Exercise brief. Reproduce the material from its beginning through the line containing "column 316, row 153", inclusive, replacing "single point apiece" with "one point each" and leaving everything else unchanged.
++++ Supplied records ++++
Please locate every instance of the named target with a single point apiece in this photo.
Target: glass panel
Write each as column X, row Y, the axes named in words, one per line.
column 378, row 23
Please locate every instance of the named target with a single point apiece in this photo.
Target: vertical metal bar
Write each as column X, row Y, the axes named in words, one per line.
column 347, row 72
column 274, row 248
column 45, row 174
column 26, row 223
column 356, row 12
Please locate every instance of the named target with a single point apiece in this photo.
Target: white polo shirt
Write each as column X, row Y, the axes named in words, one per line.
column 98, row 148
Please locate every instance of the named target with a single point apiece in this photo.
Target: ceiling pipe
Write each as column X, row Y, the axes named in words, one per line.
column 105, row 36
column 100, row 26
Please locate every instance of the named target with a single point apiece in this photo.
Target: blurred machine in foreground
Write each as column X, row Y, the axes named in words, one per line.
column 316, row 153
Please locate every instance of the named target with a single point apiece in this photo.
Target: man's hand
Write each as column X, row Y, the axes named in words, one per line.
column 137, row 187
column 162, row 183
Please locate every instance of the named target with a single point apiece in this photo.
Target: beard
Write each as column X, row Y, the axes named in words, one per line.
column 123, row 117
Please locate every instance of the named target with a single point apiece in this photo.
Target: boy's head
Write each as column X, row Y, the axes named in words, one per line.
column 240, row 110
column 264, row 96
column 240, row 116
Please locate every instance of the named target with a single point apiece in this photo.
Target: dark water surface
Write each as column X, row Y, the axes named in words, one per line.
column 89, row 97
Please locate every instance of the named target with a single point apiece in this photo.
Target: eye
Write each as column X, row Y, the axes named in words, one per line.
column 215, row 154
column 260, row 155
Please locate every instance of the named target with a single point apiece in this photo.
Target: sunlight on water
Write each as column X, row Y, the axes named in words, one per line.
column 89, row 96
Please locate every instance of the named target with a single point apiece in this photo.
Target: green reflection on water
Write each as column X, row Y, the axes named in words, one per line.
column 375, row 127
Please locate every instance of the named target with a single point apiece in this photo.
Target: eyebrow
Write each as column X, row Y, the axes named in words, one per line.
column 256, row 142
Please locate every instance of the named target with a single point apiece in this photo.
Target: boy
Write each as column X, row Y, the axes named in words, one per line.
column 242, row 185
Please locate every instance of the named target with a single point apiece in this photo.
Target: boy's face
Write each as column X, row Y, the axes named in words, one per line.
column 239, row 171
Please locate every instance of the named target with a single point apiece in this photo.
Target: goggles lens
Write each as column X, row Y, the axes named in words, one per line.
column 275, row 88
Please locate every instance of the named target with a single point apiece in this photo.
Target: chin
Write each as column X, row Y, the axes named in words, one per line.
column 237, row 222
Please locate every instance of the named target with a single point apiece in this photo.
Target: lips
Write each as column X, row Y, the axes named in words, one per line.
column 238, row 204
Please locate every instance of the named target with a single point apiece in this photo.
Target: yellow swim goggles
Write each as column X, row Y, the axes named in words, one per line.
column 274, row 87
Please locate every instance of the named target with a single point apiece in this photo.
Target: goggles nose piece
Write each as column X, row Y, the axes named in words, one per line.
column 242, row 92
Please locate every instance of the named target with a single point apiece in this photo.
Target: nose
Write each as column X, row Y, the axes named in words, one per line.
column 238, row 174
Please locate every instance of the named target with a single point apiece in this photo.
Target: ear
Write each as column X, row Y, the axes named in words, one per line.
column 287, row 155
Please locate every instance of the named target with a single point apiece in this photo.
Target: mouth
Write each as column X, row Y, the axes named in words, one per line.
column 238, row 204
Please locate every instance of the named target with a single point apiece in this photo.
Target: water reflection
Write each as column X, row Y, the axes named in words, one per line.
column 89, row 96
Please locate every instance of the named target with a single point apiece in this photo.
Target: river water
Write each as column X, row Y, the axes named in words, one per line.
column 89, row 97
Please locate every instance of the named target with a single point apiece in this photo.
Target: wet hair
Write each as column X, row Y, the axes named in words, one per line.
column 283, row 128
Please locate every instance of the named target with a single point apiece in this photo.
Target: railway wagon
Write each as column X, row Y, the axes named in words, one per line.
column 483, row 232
++++
Output.
Please locate every instance of the named target with a one point each in this photo.
Target: glass panel
Write each as column X, row Y, the axes named in words, one per line.
column 378, row 23
Please locate every instance of the named target with a one point each in this photo.
Target: vertical metal bar
Write each as column X, row Y, the axes named in words, one per line.
column 347, row 72
column 274, row 248
column 45, row 174
column 26, row 223
column 356, row 12
Please locate every instance of the named target with a one point each in this photo.
Target: white polo shirt
Write each as column X, row Y, the axes named in words, one per line.
column 98, row 148
Please locate every instance of the named target with a one point each in this photo.
Target: ceiling pipe
Write each as column X, row Y, the axes named in words, one per line.
column 105, row 36
column 100, row 26
Please locate every instance of the named target with a one point each in this photo.
Target: blurred machine in foreground
Write each as column X, row Y, the axes named in words, one per line.
column 316, row 153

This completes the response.